● Your task: Using the material that follows, say how many lines contain the string "target". Answer with a number only.

● Provided records:
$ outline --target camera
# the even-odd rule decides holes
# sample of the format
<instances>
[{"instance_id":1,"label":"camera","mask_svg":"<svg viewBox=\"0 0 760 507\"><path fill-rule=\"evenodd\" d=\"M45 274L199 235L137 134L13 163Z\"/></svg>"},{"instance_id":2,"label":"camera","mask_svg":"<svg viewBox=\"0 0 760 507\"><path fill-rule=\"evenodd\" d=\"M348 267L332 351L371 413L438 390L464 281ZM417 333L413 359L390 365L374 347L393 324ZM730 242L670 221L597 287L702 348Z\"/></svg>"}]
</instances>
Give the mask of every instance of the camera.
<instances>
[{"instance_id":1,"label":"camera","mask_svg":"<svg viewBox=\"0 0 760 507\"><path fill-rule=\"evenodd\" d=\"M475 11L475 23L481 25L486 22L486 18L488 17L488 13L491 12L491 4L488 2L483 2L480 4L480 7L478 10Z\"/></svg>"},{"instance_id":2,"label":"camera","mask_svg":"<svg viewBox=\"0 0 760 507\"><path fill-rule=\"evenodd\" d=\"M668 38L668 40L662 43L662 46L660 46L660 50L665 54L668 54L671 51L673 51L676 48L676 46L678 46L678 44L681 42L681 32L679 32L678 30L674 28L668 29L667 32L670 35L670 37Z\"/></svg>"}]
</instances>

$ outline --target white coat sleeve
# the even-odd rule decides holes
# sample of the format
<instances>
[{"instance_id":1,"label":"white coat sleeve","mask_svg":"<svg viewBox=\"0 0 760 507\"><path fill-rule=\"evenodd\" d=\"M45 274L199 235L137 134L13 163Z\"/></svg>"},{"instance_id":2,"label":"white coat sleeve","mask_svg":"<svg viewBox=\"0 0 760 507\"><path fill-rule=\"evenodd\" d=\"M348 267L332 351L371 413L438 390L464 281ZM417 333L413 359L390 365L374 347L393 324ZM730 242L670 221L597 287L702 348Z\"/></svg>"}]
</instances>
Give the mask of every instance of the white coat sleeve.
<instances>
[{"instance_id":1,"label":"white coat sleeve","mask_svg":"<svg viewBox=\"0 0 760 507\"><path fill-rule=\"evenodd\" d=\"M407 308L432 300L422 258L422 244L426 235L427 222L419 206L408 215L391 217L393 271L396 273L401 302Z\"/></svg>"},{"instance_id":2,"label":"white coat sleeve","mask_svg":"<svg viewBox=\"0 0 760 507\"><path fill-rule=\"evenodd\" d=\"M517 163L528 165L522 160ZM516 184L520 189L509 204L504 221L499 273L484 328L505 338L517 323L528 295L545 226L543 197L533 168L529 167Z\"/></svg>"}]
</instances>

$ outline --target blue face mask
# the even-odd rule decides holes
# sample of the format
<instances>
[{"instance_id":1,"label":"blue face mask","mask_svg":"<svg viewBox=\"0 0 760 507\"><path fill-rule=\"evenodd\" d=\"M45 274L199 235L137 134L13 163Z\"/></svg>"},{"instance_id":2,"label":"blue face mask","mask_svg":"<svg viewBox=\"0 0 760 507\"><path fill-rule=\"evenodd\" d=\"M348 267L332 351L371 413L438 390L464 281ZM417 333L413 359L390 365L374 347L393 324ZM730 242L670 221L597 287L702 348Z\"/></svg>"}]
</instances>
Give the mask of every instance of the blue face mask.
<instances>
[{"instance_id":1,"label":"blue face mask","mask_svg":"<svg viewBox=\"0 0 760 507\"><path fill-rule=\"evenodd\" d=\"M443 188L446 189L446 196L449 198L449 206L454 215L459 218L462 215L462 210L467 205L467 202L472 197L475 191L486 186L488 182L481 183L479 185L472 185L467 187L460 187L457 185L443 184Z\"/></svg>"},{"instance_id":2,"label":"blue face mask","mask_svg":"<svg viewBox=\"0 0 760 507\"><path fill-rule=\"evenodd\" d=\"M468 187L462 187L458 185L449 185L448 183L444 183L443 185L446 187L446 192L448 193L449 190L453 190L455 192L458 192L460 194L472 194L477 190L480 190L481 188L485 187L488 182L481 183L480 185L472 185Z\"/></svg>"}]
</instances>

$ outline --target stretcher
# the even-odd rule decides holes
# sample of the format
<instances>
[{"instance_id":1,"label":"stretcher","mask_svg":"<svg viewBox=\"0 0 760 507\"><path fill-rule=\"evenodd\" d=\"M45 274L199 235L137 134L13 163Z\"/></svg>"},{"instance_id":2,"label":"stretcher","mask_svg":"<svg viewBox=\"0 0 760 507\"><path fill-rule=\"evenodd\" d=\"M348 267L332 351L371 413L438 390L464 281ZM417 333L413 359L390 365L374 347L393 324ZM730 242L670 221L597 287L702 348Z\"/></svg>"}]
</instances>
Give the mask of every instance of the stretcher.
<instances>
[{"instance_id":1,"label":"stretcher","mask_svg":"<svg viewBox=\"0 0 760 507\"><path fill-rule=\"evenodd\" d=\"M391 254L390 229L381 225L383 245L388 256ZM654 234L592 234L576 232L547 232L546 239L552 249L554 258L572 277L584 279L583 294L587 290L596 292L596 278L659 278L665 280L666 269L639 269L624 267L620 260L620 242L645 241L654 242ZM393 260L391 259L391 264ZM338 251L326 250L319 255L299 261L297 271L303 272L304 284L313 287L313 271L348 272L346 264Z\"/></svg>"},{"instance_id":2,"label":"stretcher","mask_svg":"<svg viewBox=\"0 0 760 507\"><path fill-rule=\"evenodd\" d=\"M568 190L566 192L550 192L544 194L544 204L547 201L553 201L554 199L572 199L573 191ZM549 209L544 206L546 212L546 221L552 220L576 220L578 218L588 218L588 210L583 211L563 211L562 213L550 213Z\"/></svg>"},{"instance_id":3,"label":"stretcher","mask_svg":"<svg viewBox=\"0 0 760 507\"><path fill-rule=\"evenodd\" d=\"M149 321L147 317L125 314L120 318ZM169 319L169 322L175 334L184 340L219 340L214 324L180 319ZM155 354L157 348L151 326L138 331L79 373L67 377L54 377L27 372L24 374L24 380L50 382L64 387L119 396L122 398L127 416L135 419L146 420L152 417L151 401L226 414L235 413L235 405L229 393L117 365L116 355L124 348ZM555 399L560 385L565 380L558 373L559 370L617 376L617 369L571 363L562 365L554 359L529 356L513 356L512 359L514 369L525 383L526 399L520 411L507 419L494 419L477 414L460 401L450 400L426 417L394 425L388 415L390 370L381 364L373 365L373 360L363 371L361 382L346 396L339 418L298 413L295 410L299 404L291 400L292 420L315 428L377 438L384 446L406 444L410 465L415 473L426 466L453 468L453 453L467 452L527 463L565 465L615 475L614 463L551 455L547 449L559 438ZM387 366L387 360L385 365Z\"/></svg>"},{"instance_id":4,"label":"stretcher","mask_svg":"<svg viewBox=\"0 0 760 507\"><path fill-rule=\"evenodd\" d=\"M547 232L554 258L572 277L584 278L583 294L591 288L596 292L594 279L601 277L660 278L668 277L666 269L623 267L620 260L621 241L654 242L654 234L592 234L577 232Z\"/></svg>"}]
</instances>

● Result below: 4